◆ **TEXT BLOCK**:
((

# Le Cordon Bleu



## chaz585 (Oct 26, 2001)

I'm considering the Le Cordon Bleu Institute in Mendota Heights, Minnesota....anybody out there have any opinions on it? How about Le Cordon Bleu schools in general?


----------



## greg (Dec 8, 1999)

Here's the standard reply: School is what you make of it. Some schools are better than others, though. I've heard some bad things in the past regarding that particular school and it's students, but I currently have a capable cook working for me that goes there; I'll check with him for specifics. I'd also look into The Art Institute's program; another of my cooks is a student there. I'm pretty impressed with their program from what she's told me about it.


----------



## chaz585 (Oct 26, 2001)

Thanks for the info.....if you get anymore on the inside scoop, let me know!


----------



## thirteendog (Nov 16, 2001)

I got to Le Cordon Bleu at Scottsdale Culinary Institute and I think it's pretty good. Apparently all the campuses are owned by the same group, but my campus is supposedly the crown jewel of the bunch. I dunno they may tell everyone that but we did just open a second campus due to growth. It's a multimillion dollar facility and we still have the 'old' building down the street which houses our 3 star fine dining restaurant and we're already opening a second, less formal dining room at the new building. we run them both ourselves and they are open to the public year round. it's a great program, less formal and stuffy than the CIA, and more focused on production than J&W.. I was accepted to CIA Hyde Park, CIA Greystone and J&W Denver, but decided to come to scottsdale. does this help ???


----------



## chaz585 (Oct 26, 2001)

Thank you thirteendog...that does help....but i'm still hoping to hook up with someone who knows the minnesota campus. Thank you and good luck!


----------

))

◆ **WHAT YOU HAVE TO DO**:
In the Le Cordon Bleu thread, which other school's program does greg suggest looking into?

Stored data

((

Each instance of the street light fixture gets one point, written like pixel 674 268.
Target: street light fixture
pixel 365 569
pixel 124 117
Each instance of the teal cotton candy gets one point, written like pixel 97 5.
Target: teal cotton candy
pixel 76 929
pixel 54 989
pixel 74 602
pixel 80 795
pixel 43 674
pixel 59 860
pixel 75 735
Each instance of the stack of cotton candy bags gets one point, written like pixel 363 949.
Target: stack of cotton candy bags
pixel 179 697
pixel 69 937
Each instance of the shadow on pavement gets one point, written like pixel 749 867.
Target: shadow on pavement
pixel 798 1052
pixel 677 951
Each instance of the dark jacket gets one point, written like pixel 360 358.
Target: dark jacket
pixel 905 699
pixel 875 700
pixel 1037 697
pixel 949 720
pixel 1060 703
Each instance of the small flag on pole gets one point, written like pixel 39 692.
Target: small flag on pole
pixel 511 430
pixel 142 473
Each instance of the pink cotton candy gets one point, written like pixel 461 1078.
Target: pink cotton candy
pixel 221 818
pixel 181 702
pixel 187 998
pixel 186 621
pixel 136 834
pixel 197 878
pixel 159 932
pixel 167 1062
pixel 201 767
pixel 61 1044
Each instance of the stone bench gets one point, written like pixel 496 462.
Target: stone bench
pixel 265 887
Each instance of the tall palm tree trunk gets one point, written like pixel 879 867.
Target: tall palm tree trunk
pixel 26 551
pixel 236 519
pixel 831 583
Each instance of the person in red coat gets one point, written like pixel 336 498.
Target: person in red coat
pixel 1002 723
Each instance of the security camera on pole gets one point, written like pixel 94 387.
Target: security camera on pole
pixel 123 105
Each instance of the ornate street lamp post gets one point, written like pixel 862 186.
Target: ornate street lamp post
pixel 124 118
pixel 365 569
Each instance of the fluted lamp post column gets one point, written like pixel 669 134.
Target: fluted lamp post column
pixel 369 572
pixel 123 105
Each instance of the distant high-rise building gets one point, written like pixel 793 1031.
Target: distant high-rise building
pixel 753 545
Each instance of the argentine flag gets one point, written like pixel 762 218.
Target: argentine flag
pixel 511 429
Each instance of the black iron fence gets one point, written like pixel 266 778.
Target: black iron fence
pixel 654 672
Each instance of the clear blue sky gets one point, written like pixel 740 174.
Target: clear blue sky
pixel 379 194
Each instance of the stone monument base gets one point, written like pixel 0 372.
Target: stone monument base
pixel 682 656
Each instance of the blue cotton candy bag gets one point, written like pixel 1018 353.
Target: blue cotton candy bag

))

◆ **THE COMPLETED TASK**:
The Art Institute's program.